*TUGAS YANG DIKERJAKAN:*
1. Salin bagian kutipan cerpen mulai dari "Senandung pemujaan rembulan" hingga "jiwa para penduduk." tanpa mengubah satu kata pun.
2. Tulis ulang secara lebih ringkas paragraf dalam kutipan cerpen yang diawali "Setiap malam, jumlah perempuan bergaun putih" dengan tetap mempertahankan fakta-fakta utamanya.

---------- KUTIPAN YANG DIBERIKAN ----------

Lanjutan Ending Cerpen dan Hadiah Kumcer

Kategori Cerpen/Sastra Oleh

……

Senandung pemujaan rembulan yang perih itu benar-benar menghanyutkan mimpi para penduduk kampung ketika malam mencapai puncak kematangan yang sempurna. Oleh angin yang bertiup dari lembah kematian, suara senandung yang perih itu seperti diterbangkan menuju ke pintu langit hingga membahana ke seluruh penjuru kampung dengan nada yang lembut, tetapi menyayat-nyayat rongga telinga. Senandung koor pemujaan rembulan yang perih itu pun seperti hendak menjebol dinding batin dan jiwa para penduduk.

Setiap malam, jumlah perempuan bergaun putih yang menengadahkan wajahnya ke langit itu makin bertambah. Para penduduk makin tersentak ketika pada malam berikutnya ribuan burung gagak bertengger di atas bubungan atap dengan meninggalkan kotoran busuk yang menusuk hidung. Setiap malam, jumlah burung gagak itu kian bertambah hingga membuat beberapa rumah penduduk tak sanggup lagi menampung beban. Sudah belasan rumah penduduk yang roboh; rata dengan tanah.

---------- DATA YANG DIBERIKAN ----------

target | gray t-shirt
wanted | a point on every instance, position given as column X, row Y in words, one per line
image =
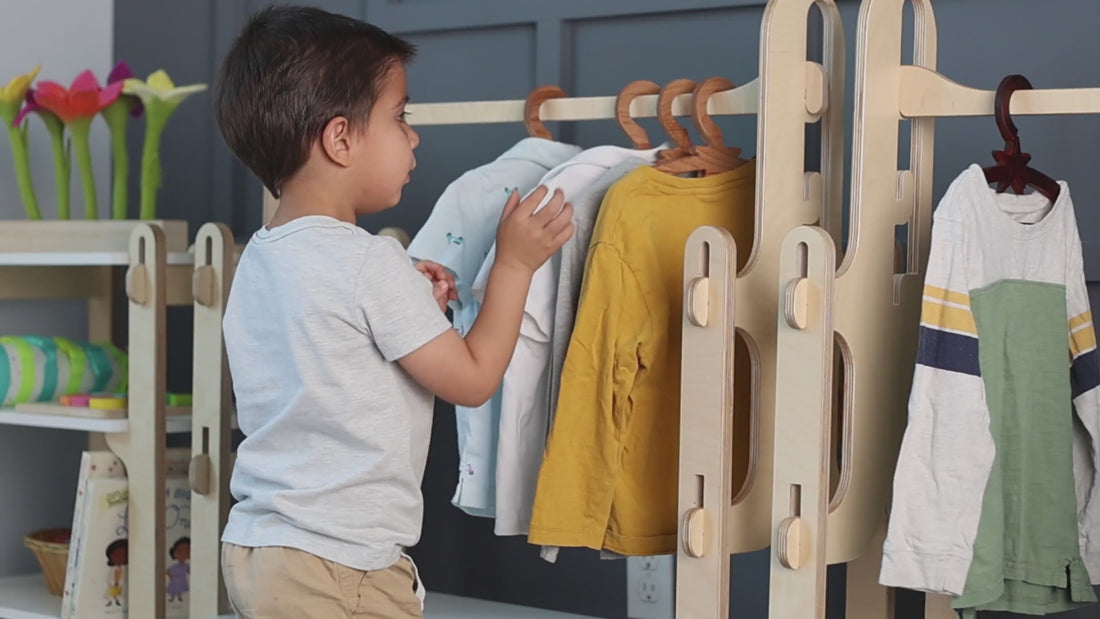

----------

*JAWABAN LATIHAN:*
1.
Senandung pemujaan rembulan yang perih itu benar-benar menghanyutkan mimpi para penduduk kampung ketika malam mencapai puncak kematangan yang sempurna. Oleh angin yang bertiup dari lembah kematian, suara senandung yang perih itu seperti diterbangkan menuju ke pintu langit hingga membahana ke seluruh penjuru kampung dengan nada yang lembut, tetapi menyayat-nyayat rongga telinga. Senandung koor pemujaan rembulan yang perih itu pun seperti hendak menjebol dinding batin dan jiwa para penduduk.

2. Tiap malam, perempuan bergaun putih yang menengadah ke langit makin banyak. Pada malam berikutnya, ribuan burung gagak bertengger di bubungan atap dan meninggalkan kotoran busuk yang menyengat. Jumlah gagak terus bertambah sampai beberapa rumah tak sanggup menahan bebannya, dan belasan rumah penduduk sudah roboh rata dengan tanah.